-- BEGIN DOCUMENT EXCERPT --
# NBD: Ibanez Soundgear SR5005E-OL Prestige



## simonXsludge (Apr 2, 2012)

Ibanez delivered this stunning beauty of a bass to my doorstep and it's sitting here until my bassist comes to pick it up. Would love to keep it myself. It plays like butter, sounds awesome unplugged, the build quality is impeccable and it's just really some next level shit!

Took a shitty photo with my iPhone, but better than nothing.


----------



## Bevo (Apr 2, 2012)

That is really sexy!
Love the Gold hardware on the plain wood finish..

I need to look that one up to see what type of EQ system it uses..


----------



## Tranquilliser (Apr 2, 2012)

Dear god.
That is beautiful


----------



## davisjom (Apr 2, 2012)

Your bassist is a lucky man


----------



## Sepultorture (Apr 2, 2012)

seriously the ONLY time i like gold hardware on any guitar or bass and it's on this beast, the wnege and gold looks boss together


----------



## Origin (Apr 2, 2012)
-- END DOCUMENT EXCERPT --
-- BEGIN EXTRACTED DATA --
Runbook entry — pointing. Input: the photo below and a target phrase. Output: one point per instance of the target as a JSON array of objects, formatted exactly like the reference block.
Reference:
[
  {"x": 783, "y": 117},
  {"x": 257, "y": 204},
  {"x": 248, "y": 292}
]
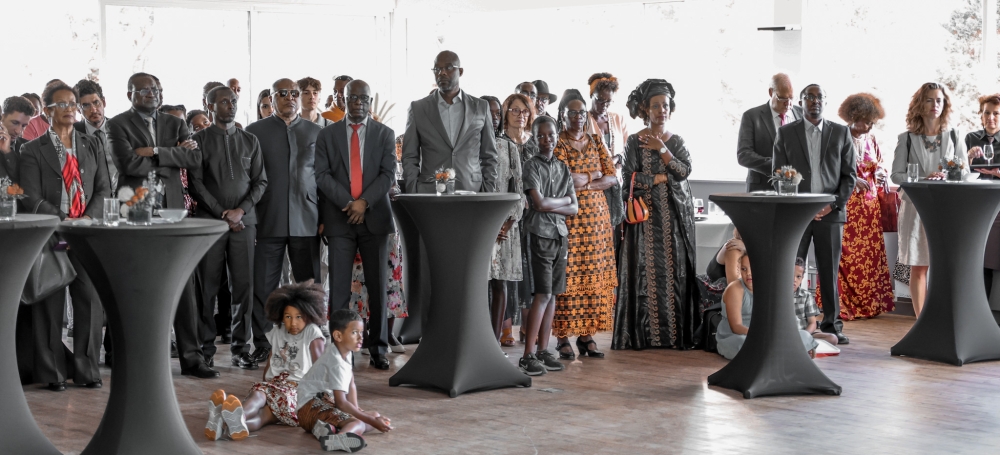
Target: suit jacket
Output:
[
  {"x": 42, "y": 181},
  {"x": 838, "y": 169},
  {"x": 427, "y": 148},
  {"x": 333, "y": 177},
  {"x": 127, "y": 132},
  {"x": 288, "y": 207},
  {"x": 756, "y": 144}
]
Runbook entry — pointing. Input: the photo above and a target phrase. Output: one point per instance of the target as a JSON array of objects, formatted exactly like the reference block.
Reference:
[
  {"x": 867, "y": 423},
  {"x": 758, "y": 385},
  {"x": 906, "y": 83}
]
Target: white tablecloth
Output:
[{"x": 710, "y": 235}]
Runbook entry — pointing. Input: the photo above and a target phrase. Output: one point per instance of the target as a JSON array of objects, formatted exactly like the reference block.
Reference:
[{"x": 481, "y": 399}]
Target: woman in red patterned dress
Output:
[{"x": 865, "y": 284}]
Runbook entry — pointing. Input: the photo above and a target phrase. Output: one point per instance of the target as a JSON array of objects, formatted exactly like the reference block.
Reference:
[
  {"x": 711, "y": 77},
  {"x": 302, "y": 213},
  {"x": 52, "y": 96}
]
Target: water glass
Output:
[
  {"x": 8, "y": 208},
  {"x": 912, "y": 172},
  {"x": 699, "y": 206},
  {"x": 112, "y": 211}
]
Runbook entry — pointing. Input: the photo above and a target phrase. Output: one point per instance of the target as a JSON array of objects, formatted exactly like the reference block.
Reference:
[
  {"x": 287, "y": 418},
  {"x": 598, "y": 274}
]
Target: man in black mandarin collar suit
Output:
[
  {"x": 355, "y": 160},
  {"x": 137, "y": 151},
  {"x": 823, "y": 152},
  {"x": 758, "y": 129}
]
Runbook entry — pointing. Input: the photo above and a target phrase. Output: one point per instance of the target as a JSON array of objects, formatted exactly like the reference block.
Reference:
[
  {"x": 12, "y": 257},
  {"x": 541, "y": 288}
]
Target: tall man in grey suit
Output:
[
  {"x": 758, "y": 129},
  {"x": 823, "y": 152},
  {"x": 449, "y": 129},
  {"x": 355, "y": 162}
]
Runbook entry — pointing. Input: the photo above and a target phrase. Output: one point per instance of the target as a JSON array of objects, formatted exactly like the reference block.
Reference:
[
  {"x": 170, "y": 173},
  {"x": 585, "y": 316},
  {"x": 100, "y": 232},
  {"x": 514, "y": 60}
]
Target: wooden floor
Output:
[{"x": 654, "y": 402}]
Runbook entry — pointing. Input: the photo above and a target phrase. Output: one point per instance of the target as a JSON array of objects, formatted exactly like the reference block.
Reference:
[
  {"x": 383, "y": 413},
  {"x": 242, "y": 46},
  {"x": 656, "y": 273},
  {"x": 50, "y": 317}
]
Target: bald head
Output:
[
  {"x": 359, "y": 98},
  {"x": 781, "y": 93}
]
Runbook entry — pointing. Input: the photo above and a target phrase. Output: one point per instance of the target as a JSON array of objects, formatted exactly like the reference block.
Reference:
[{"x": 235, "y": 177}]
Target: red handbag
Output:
[
  {"x": 636, "y": 210},
  {"x": 889, "y": 207}
]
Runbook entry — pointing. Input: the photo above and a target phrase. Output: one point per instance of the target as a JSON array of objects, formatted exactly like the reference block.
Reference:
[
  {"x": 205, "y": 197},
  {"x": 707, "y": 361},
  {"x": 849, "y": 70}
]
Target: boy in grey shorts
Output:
[{"x": 551, "y": 196}]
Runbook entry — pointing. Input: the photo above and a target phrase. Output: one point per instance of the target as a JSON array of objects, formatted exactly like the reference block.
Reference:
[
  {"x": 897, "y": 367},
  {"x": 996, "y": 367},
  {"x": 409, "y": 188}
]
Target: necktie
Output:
[{"x": 355, "y": 162}]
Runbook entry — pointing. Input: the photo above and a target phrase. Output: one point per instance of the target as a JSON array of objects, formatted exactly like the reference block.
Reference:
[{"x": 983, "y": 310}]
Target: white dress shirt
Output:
[
  {"x": 814, "y": 139},
  {"x": 452, "y": 116},
  {"x": 361, "y": 138}
]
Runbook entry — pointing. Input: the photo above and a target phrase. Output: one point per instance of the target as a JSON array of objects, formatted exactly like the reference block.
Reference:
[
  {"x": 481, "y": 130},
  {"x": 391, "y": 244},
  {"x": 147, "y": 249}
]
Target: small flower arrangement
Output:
[
  {"x": 788, "y": 180},
  {"x": 444, "y": 181},
  {"x": 952, "y": 167}
]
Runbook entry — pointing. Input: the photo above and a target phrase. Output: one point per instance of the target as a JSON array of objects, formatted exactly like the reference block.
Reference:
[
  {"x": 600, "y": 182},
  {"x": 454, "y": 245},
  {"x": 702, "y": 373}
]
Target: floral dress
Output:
[
  {"x": 395, "y": 301},
  {"x": 586, "y": 306}
]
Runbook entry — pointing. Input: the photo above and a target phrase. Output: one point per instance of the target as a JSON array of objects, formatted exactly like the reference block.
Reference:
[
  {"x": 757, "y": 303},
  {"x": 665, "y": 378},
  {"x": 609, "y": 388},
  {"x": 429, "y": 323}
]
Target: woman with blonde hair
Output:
[{"x": 927, "y": 139}]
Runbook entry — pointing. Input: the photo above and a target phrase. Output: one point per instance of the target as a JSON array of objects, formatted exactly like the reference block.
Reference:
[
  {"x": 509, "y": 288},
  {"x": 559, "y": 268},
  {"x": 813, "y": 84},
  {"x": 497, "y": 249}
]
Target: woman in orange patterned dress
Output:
[
  {"x": 865, "y": 284},
  {"x": 587, "y": 305}
]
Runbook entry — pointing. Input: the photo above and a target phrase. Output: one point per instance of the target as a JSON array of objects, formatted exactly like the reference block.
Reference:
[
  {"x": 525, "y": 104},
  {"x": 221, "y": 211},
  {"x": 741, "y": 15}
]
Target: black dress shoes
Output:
[
  {"x": 379, "y": 361},
  {"x": 202, "y": 371},
  {"x": 261, "y": 355},
  {"x": 244, "y": 361}
]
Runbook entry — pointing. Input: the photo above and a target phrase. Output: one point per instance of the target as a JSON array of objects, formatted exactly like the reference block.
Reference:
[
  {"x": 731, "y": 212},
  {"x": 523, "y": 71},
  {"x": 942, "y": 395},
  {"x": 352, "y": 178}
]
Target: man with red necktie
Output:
[{"x": 355, "y": 161}]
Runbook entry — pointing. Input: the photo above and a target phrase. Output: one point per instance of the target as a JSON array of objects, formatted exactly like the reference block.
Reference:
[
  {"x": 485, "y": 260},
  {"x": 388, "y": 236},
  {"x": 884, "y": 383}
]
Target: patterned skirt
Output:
[
  {"x": 282, "y": 398},
  {"x": 587, "y": 305}
]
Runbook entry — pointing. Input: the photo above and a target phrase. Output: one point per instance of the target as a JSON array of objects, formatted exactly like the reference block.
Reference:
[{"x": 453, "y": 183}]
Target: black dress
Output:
[{"x": 657, "y": 290}]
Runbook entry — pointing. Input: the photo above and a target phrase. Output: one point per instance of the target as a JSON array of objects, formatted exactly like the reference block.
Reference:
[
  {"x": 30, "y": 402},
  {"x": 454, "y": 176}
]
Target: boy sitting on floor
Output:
[{"x": 328, "y": 398}]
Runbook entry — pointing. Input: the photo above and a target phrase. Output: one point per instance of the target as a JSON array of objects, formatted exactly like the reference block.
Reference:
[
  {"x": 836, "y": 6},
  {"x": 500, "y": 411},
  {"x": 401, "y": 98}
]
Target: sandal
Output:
[
  {"x": 584, "y": 347},
  {"x": 566, "y": 355},
  {"x": 506, "y": 338}
]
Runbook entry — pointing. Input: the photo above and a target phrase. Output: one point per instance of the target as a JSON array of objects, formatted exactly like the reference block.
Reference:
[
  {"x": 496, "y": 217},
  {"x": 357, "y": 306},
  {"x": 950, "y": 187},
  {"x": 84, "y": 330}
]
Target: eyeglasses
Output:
[
  {"x": 147, "y": 91},
  {"x": 285, "y": 93},
  {"x": 437, "y": 70},
  {"x": 64, "y": 105},
  {"x": 518, "y": 112}
]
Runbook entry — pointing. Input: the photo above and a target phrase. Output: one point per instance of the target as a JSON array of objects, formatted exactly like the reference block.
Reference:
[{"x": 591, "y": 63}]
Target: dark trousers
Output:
[
  {"x": 234, "y": 250},
  {"x": 50, "y": 354},
  {"x": 187, "y": 329},
  {"x": 303, "y": 255},
  {"x": 374, "y": 259},
  {"x": 827, "y": 238}
]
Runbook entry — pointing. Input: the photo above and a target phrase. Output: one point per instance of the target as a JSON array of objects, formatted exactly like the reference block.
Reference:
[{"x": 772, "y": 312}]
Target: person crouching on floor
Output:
[
  {"x": 296, "y": 346},
  {"x": 329, "y": 405}
]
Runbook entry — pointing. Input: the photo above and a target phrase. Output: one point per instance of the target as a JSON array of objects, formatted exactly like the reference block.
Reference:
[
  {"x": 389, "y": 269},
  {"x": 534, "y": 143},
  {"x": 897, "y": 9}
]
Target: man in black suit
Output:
[
  {"x": 823, "y": 152},
  {"x": 94, "y": 123},
  {"x": 142, "y": 140},
  {"x": 17, "y": 112},
  {"x": 355, "y": 158},
  {"x": 287, "y": 214},
  {"x": 759, "y": 128}
]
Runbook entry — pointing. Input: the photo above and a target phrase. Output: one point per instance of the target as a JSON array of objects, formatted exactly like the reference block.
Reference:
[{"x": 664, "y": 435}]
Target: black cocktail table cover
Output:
[
  {"x": 772, "y": 360},
  {"x": 955, "y": 325},
  {"x": 140, "y": 272},
  {"x": 21, "y": 241},
  {"x": 458, "y": 351}
]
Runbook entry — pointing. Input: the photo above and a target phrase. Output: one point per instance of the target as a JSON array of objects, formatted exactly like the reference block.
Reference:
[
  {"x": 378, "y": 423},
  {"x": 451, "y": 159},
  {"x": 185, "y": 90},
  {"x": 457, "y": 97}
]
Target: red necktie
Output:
[{"x": 355, "y": 162}]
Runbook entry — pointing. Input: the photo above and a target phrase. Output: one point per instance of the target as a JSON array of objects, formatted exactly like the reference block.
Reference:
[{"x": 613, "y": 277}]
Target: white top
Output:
[
  {"x": 331, "y": 372},
  {"x": 291, "y": 352}
]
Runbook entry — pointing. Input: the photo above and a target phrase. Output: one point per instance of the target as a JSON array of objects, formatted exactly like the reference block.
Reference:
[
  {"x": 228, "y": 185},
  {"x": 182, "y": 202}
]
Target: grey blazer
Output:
[
  {"x": 333, "y": 177},
  {"x": 42, "y": 181},
  {"x": 837, "y": 171},
  {"x": 756, "y": 144},
  {"x": 427, "y": 148}
]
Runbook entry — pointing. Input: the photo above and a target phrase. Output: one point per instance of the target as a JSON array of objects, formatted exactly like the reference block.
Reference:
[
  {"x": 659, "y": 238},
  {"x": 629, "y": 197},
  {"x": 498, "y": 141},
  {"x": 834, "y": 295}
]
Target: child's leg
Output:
[
  {"x": 545, "y": 328},
  {"x": 534, "y": 322}
]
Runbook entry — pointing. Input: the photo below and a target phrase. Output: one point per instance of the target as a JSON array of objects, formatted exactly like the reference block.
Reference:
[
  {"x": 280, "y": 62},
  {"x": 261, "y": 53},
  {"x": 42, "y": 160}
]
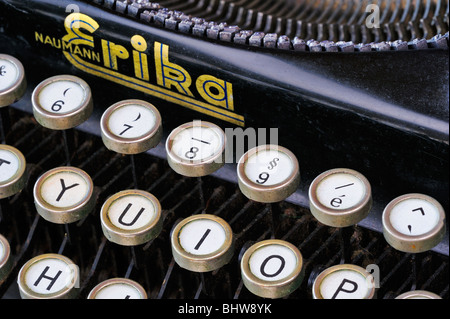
-- END EXTRACTED DATA --
» WHAT THE EXERCISE ASKS:
Resume the forum thread about the new Ibanez Soundgear bass from the point where it stops. These rows have no connection to the forum thread about the Ibanez bass.

» EXERCISE ANSWER:
Jesus.

Christ.


----------



## Ruins (Apr 2, 2012)

i am totally jelly pens right now


----------



## ZEBOV (Apr 2, 2012)

The most beautiful bass Ibanez has ever made. I'm hell bent on having one of these by the end of the year, but with 6 strings though.
GET A VIDEO! There are so few videos of this on youtube! And make sure you show the neck profile in the video.


----------



## simonXsludge (Apr 2, 2012)

ZEBOV said:


> GET A VIDEO! There are so few videos of this on youtube! And make sure you show the neck profile in the video.


My bassist picked it up already. He isn't much of a networker, so I don't think I will be able to post a video too soon. Maybe when we're tracking the bass for the new album.


----------



## Bigsby (Apr 2, 2012)

not only do these basses look gorgeous but they sound amazing


----------



## Powermetalbass (Apr 10, 2012)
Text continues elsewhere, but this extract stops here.